WHAT YOU ARE ASKED TO DO -
From the records below, extract all the text exactly and leave the images behind.

ROWS -
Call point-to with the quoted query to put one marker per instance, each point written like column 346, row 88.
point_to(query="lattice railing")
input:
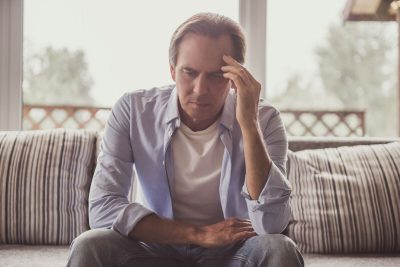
column 48, row 117
column 324, row 122
column 297, row 122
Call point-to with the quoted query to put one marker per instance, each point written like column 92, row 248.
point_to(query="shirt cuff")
column 275, row 193
column 129, row 217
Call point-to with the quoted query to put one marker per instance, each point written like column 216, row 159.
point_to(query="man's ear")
column 173, row 71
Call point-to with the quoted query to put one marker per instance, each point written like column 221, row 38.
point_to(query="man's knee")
column 278, row 242
column 92, row 240
column 279, row 247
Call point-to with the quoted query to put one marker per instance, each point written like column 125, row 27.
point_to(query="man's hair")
column 210, row 25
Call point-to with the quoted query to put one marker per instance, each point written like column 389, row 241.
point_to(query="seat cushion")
column 346, row 199
column 358, row 260
column 33, row 256
column 44, row 185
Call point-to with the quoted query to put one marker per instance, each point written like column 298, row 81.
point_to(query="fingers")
column 237, row 73
column 244, row 235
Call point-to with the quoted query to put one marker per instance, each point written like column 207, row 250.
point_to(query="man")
column 209, row 158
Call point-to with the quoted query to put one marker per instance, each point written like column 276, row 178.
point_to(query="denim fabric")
column 106, row 248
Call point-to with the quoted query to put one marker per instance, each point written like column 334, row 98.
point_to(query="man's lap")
column 124, row 251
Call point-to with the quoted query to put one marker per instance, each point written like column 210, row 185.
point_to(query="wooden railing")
column 324, row 122
column 297, row 122
column 48, row 117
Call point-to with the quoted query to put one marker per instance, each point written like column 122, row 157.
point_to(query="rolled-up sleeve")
column 109, row 206
column 271, row 212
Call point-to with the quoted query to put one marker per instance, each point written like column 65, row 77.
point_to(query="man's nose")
column 201, row 85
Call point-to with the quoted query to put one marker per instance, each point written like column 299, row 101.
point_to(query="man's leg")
column 105, row 247
column 260, row 251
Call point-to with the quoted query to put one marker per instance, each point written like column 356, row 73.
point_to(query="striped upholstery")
column 44, row 184
column 346, row 199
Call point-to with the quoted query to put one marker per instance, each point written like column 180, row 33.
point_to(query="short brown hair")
column 212, row 25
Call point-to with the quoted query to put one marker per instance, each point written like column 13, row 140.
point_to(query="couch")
column 45, row 179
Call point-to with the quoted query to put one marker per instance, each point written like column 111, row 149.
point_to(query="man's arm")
column 152, row 228
column 268, row 189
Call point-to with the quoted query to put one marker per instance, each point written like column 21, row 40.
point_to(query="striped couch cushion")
column 44, row 184
column 346, row 199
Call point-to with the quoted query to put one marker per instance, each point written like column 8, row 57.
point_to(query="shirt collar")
column 227, row 116
column 172, row 111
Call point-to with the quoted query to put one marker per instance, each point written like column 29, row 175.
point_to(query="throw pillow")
column 44, row 185
column 346, row 199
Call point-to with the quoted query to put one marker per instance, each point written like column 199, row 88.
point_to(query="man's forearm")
column 258, row 162
column 153, row 229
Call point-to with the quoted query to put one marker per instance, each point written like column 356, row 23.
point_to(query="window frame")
column 252, row 16
column 11, row 64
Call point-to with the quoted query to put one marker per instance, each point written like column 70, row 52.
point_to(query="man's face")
column 200, row 85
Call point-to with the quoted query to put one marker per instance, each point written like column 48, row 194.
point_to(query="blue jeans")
column 105, row 247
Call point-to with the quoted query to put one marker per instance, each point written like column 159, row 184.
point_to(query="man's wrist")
column 250, row 127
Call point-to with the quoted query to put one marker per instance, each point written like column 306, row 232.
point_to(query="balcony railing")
column 324, row 122
column 297, row 122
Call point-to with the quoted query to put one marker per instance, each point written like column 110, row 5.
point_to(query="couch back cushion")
column 44, row 185
column 346, row 199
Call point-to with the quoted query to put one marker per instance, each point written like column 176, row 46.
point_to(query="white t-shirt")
column 197, row 169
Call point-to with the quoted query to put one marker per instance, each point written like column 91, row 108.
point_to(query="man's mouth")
column 200, row 104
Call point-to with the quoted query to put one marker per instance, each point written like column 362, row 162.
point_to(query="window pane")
column 88, row 53
column 316, row 61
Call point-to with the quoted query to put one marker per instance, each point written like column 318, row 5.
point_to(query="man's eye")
column 189, row 72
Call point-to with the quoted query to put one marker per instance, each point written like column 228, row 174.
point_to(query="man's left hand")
column 247, row 90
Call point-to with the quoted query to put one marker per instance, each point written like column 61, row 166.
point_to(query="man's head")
column 195, row 53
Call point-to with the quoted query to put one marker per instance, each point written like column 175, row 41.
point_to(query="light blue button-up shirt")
column 139, row 133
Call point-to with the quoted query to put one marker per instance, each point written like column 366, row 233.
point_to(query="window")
column 81, row 54
column 316, row 62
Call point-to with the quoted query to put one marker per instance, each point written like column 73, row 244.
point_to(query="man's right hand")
column 224, row 233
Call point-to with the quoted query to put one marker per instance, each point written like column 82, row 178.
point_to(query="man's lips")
column 199, row 104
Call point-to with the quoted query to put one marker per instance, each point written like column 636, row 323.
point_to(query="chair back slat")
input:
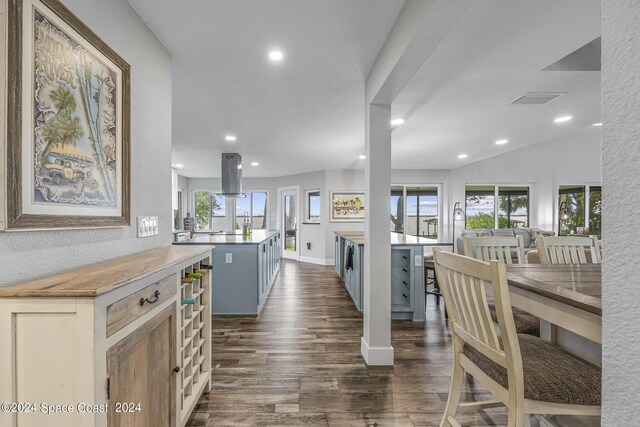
column 463, row 282
column 496, row 248
column 569, row 250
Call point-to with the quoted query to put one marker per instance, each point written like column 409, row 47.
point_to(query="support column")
column 376, row 343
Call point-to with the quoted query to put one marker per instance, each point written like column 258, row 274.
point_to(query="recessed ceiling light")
column 276, row 55
column 562, row 119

EXERCISE SOLUTION -
Call point-to with the quoted query to put one marker per instance, each point written like column 346, row 88.
point_to(query="lattice railing")
input:
column 48, row 117
column 324, row 122
column 297, row 122
Call point-to with the quoted query to put one marker per instance, each point written like column 92, row 248.
point_to(query="shirt cuff")
column 275, row 193
column 129, row 217
Call point-to with the quoted query to put one marker per instance, each point written like column 216, row 159.
point_to(query="man's ear")
column 173, row 71
Call point-to with the quoted query to put one marker per instance, each point written like column 221, row 38.
point_to(query="man's knee")
column 278, row 242
column 92, row 240
column 279, row 247
Call point-to with the quoted query to put one marker per instance, each point written like column 125, row 27.
point_to(query="man's hair")
column 210, row 25
Call point-to with the quoted query to put one marker per instance, each point written like column 389, row 241.
point_to(query="seat cushion")
column 346, row 199
column 358, row 260
column 33, row 256
column 44, row 185
Call point-to with the quoted query to put one marker per instance, each point written like column 298, row 81.
point_to(query="fingers")
column 237, row 73
column 244, row 235
Call point-to with the quoted query to put one marker per instance, each point written like column 207, row 250.
point_to(query="man")
column 209, row 158
Call point-to with the quoted query to put one marker per instance, each point written like column 276, row 178.
point_to(query="denim fabric")
column 106, row 248
Call point-to with the quoted query to put one marker per instance, each point written like column 334, row 98.
point_to(query="man's lap")
column 124, row 251
Call point-to with the quoted query to put one marker per instance, each point written like column 210, row 185.
point_to(query="wooden railing")
column 324, row 122
column 297, row 122
column 48, row 117
Call point-to with the quoted query to put one marker per instance, each point written like column 122, row 157.
point_to(query="rolled-up sleeve")
column 109, row 206
column 271, row 212
Call point-to with the quoted query to put one marker per instance, each point written like column 65, row 77.
point_to(query="man's nose")
column 201, row 85
Call point-to with the quoted query to put one marker per instance, each point written like column 299, row 101.
point_to(query="man's leg")
column 105, row 247
column 260, row 251
Call point-to with the quoted query to put one marker per instance, each point written like column 356, row 73.
point_to(query="striped upholstery")
column 44, row 184
column 346, row 199
Call point-to with the quoted query to put one marker per instance, each point written like column 180, row 33.
point_to(query="short brown hair")
column 212, row 25
Call point-to with the quoted query to put one marker per instance, each point written like column 13, row 140.
point_to(query="couch")
column 45, row 179
Call point-to with the quoted query to put one marker per instance, each point written like column 111, row 149.
point_to(query="man's arm")
column 152, row 228
column 268, row 189
Call point-to with the quoted query to put one marker per instance, each point written like column 21, row 40.
point_to(query="striped couch cushion")
column 44, row 184
column 346, row 199
Call point-to with the quoted query to put one marker per instance, each point written like column 8, row 57.
point_to(query="shirt collar")
column 227, row 116
column 172, row 111
Call point-to with the quoted query to put one marker per instance, each point written like column 29, row 175.
point_to(query="throw pillow")
column 44, row 185
column 346, row 199
Call point-to with the quoted query to put one marker per instance, each point written like column 199, row 88.
point_to(query="man's forearm")
column 258, row 162
column 153, row 229
Call point-to with the quoted query to put one marker per instance, each point written like column 356, row 23.
point_to(query="window frame")
column 252, row 16
column 11, row 64
Call point-to with the quoted query to put one marker per instance, each point written like column 70, row 52.
point_to(query="man's face")
column 200, row 85
Call point-to with the quoted query to put one marker per instance, each point written like column 48, row 194.
point_to(query="blue jeans")
column 105, row 247
Call point-to with the quoted query to put one marker per instance, each point written like column 159, row 184.
point_to(query="man's wrist")
column 250, row 127
Call point-to with the quoted query to put one marker per instance, each point written like column 306, row 232.
point_to(query="balcony railing")
column 324, row 122
column 297, row 122
Call point-to with the quoted query to put one marker per instance, each point written like column 110, row 5.
point_to(query="couch back cushion")
column 44, row 185
column 346, row 199
Call point-to with the quoted query to put one marker per instance, each point written like column 176, row 46.
point_to(query="white t-shirt")
column 197, row 169
Call point-to with the quoted query to put one marker per instance, each point written like column 91, row 108.
point_to(query="man's mouth")
column 200, row 104
Call point-to with the quoted query to put one marker per instance, each point written like column 362, row 162.
point_to(query="window pane")
column 88, row 53
column 316, row 61
Call point-to with the quoted query to put one marker per instance, each point written like column 318, row 5.
point_to(query="man's eye")
column 189, row 72
Call point-to with the quoted query to put one marker per instance, each point written like column 228, row 174.
point_to(query="man's left hand")
column 247, row 90
Call point-to with the quoted query to put one marker per instance, each point written like column 61, row 166.
point_to(query="man's head")
column 195, row 53
Call point-to with the quoted query to put one marker per instance, each point written like column 175, row 41.
point_to(query="light blue button-up shirt")
column 139, row 133
Call point-to with the quoted query to put one marker per instance, each point written like column 366, row 233.
point_to(query="window")
column 81, row 54
column 316, row 62
Call point-to with the quoted query to put one marker per instance, each point written like column 73, row 244.
point_to(query="man's right hand")
column 224, row 233
Call point-to with the quoted query to put one marker per instance, each point written like column 82, row 178.
point_to(query="man's lips")
column 199, row 104
Call point-to with the quoted query to put one marker per instance, each point written like column 636, row 323.
point_to(query="chair back slat")
input:
column 463, row 282
column 496, row 248
column 569, row 250
Call point-to with the quoted query to put one marker per instance, each point written like column 409, row 47.
point_to(query="support column")
column 376, row 343
Call point-to with the quoted query to put one marker per instance, each point written like column 258, row 274.
point_to(query="recessed ceiling light")
column 276, row 55
column 562, row 119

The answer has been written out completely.